Everything from the line with "Expected: a single pin indicated on each instance of the clear" to the end of the entries should be copied exactly, and nothing else.

• TASK INPUT:
========================================================================
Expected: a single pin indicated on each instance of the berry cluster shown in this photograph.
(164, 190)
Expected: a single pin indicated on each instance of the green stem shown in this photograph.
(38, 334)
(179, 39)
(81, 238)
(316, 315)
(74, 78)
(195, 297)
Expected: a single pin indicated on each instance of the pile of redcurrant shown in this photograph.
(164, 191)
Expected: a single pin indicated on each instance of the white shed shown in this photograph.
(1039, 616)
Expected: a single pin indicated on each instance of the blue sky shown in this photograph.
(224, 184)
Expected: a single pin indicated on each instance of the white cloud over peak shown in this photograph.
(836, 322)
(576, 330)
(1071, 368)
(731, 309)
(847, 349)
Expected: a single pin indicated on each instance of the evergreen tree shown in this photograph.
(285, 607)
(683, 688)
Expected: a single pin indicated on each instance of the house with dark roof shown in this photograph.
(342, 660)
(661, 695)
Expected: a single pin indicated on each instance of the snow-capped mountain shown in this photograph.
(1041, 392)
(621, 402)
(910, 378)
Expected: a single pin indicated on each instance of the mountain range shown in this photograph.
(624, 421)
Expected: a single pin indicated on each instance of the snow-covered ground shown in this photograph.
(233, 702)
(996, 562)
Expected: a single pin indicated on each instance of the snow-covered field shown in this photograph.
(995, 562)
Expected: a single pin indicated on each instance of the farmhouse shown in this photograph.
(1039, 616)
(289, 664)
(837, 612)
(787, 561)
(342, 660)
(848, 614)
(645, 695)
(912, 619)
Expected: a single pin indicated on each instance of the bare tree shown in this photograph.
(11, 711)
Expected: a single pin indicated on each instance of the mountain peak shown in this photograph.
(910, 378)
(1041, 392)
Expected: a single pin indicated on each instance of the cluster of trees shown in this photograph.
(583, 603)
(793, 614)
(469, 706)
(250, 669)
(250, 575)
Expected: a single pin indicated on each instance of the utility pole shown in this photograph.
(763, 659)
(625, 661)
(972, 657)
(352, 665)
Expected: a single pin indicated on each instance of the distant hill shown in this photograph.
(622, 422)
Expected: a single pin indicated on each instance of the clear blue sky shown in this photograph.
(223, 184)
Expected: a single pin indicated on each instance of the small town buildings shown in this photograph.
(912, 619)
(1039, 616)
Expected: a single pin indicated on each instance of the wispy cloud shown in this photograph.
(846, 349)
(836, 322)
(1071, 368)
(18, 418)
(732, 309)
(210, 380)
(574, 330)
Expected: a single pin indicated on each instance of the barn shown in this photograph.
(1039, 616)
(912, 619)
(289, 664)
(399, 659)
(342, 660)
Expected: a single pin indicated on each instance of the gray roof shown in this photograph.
========================================================================
• RESPONSE:
Expected: a single pin indicated on each instance of the clear blue sky shown in this photograph.
(223, 184)
Expected: a single pin indicated on each instance of the small town buildings shown in this photograph.
(912, 619)
(1039, 616)
Expected: a single pin indicated on each instance of the wispy cloud shown in this photograph.
(846, 349)
(836, 322)
(1071, 368)
(18, 418)
(732, 309)
(210, 380)
(574, 330)
Expected: a single pin indicated on each instance of the barn shown in this photograph.
(1039, 616)
(912, 619)
(289, 664)
(399, 659)
(342, 660)
Expected: a single pin indicated on each instance of the gray roof shown in this photograph.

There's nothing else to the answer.